(Records to process)
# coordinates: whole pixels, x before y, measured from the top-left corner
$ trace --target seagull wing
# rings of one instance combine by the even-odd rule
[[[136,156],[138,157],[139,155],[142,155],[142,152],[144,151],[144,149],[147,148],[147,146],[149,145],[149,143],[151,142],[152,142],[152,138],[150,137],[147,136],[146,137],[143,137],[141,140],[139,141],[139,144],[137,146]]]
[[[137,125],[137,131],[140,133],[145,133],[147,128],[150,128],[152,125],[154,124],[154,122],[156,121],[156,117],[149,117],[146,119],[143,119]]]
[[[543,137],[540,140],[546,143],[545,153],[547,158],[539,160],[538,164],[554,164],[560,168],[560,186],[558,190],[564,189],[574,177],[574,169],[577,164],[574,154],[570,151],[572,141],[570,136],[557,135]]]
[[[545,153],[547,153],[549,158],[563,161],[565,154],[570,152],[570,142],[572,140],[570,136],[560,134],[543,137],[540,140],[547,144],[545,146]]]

(Exercise)
Extract each of the lines above verbatim, keeping their order and every character unchanged.

(Correct response)
# coordinates: whole pixels, x before y, measured from the top-left corner
$ trace --target seagull wing
# rings of one instance combine by the even-odd rule
[[[136,156],[138,157],[139,155],[142,155],[142,152],[144,151],[144,149],[147,148],[147,146],[149,145],[149,143],[151,142],[152,142],[152,138],[150,137],[147,136],[146,137],[143,137],[141,140],[139,141],[139,144],[137,146]]]
[[[137,125],[137,131],[140,133],[145,133],[147,128],[150,128],[152,125],[154,124],[154,122],[156,121],[156,117],[149,117],[146,119],[143,119]]]
[[[543,137],[540,140],[546,143],[545,153],[547,158],[539,160],[538,164],[554,164],[560,168],[560,186],[558,190],[564,189],[574,177],[574,169],[577,164],[574,154],[570,151],[572,141],[570,136],[557,135]]]
[[[545,153],[547,153],[549,158],[563,161],[565,154],[570,152],[570,142],[572,140],[570,136],[560,134],[543,137],[540,140],[547,144],[545,146]]]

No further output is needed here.